> Page excerpt:
(begin)

- Russian name: Партия Труда
- Leader: Valentyn Landyk
- Founded: December 21, 1992 (32 years ago)
- Dissolved: November 18, 2000 (24 years ago)
- Merged into: Party of Regional Revival of Ukraine
- Headquarters: Donetsk, Ukraine

= Party of Labor (Ukraine) =

Party of Labor (Партія праці, Partiya Pratsi, abbreviated as PP (ПП)) was a political party soon after the independence of Ukraine. The party laid the foundation for several other big parties later in time such as the Slavonic Party of Ukraine and the Party of Regions. The Party of Labor merged in 2000 into the Party of Regional Revival "Toiling Solidarity of Ukraine", better known as the Party of Regions.

==Historical background==
A consultative meeting of several politicians from the Eastern Ukraine took place on March 21, 1992 in Kharkiv. At the meeting it was decided to create a new political force. On May 16, 1992 in Donetsk took place a constituent assembly the Civil Congress of Ukraine led by Mykola Azarov. The provisional co-chairmen of the congress were elected the leader of the Movement for Donbas Revival Oleksandr Bazilyuk, the leader of the Democratic Donbas Mykola Ragozin and the Ukrainian parliamentary Valeriy Meshcheryakov. To the provisional presidium were also included the chairman of Kharkiv department of the Movement of Democratic Reform Anatoliy Volchenko, the chairman of a public organization "Elections-89" Pavlo Khaimovich, the chairman of the Donbas Inter-movement Dmytro Kornilov, one of leader of the Civil Forum of Ukraine Oleksandr Luzan and the Otaman of Don Cossacks Vladyslav Karabulin.

On the initiative of Pavlo Khaimovich on October 3, 1992 took place the second congress in Donetsk where the Civil Congress of Ukraine was officially established. The co-chairmen of it were elected Oleksandr Bazilyuk, Valeriy Meshcheryakov and another Ukrainian parliamentary Volodymyr Tyeryekhov. During the congress was adopted a decision to create two political parties the Civil Union and Party of Labor.

(end)

Set down, word for word, the stretch of the Party of Labor text from "On the initiative" through "Party of Labor.".

> Extracted entries:
(begin)

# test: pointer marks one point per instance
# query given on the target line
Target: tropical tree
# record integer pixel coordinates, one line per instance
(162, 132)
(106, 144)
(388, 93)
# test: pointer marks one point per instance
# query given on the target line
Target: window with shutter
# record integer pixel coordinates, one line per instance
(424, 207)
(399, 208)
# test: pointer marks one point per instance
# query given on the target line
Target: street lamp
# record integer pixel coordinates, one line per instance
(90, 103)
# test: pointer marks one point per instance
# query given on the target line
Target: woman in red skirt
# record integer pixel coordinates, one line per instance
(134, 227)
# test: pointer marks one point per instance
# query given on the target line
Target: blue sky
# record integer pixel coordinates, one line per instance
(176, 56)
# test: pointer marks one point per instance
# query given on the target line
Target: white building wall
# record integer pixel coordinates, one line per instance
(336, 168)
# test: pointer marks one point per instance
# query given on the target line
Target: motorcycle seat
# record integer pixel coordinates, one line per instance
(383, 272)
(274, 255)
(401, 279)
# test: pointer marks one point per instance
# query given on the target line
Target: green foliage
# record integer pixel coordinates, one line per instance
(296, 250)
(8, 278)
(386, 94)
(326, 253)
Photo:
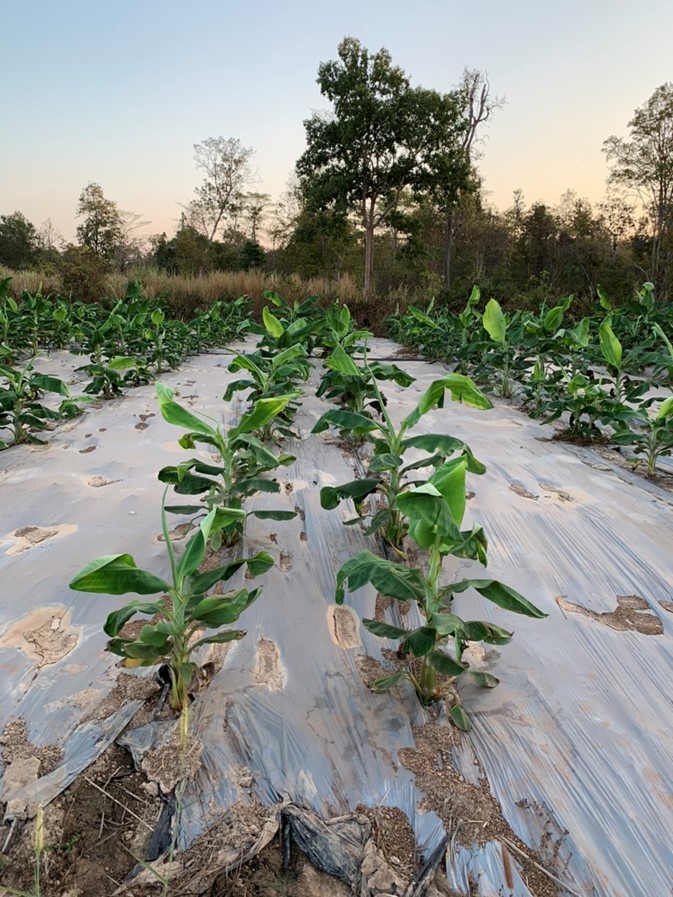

(end)

> Correct output:
On the initiative of Pavlo Khaimovich on October 3, 1992 took place the second congress in Donetsk where the Civil Congress of Ukraine was officially established. The co-chairmen of it were elected Oleksandr Bazilyuk, Valeriy Meshcheryakov and another Ukrainian parliamentary Volodymyr Tyeryekhov. During the congress was adopted a decision to create two political parties the Civil Union and Party of Labor.